> Задание
Перепишите всё от строки с «You are given» до строки с «Target: black hockey helmet» включительно, заменив «helmet» на «mask» и не меняя ничего другого.

> Исходные данные
+++
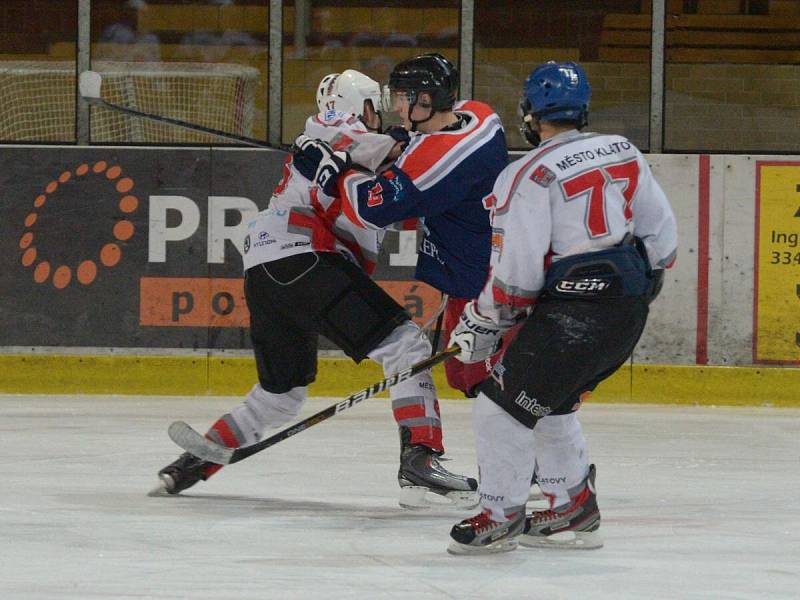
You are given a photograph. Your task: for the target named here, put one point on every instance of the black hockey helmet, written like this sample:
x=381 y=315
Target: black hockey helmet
+++
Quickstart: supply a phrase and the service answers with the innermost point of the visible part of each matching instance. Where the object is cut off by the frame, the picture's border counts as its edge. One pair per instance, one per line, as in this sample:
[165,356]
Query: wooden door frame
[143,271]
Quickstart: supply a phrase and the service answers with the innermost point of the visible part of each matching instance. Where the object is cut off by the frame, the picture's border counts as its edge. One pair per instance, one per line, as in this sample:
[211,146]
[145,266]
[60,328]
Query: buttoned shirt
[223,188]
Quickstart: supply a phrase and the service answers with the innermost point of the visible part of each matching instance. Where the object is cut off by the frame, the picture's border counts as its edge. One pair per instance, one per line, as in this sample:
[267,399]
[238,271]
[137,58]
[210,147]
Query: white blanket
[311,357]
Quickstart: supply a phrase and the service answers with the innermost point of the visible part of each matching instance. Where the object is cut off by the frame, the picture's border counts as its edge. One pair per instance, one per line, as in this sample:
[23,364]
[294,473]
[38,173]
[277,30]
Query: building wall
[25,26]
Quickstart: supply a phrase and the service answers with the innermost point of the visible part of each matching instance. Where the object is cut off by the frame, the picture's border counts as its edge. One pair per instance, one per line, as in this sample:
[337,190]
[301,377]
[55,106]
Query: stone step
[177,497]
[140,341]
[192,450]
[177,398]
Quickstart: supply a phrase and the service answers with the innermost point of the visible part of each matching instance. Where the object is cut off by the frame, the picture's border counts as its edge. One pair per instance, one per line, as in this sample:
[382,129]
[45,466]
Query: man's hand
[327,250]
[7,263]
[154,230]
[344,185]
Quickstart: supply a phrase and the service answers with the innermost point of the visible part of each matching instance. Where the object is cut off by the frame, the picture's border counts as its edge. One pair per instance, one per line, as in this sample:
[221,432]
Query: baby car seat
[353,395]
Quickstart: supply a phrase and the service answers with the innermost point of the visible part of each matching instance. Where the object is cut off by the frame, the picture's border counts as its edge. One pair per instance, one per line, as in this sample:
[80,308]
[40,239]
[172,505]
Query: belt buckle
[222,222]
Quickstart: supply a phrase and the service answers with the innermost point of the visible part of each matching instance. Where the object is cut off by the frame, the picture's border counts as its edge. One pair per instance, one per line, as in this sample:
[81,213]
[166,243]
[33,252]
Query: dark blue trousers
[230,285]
+++
> Ожидаемый результат
You are given a photograph. Your task: for the target named here, put one point on every instance of the black hockey mask, written like this sample:
x=381 y=315
Target: black hockey mask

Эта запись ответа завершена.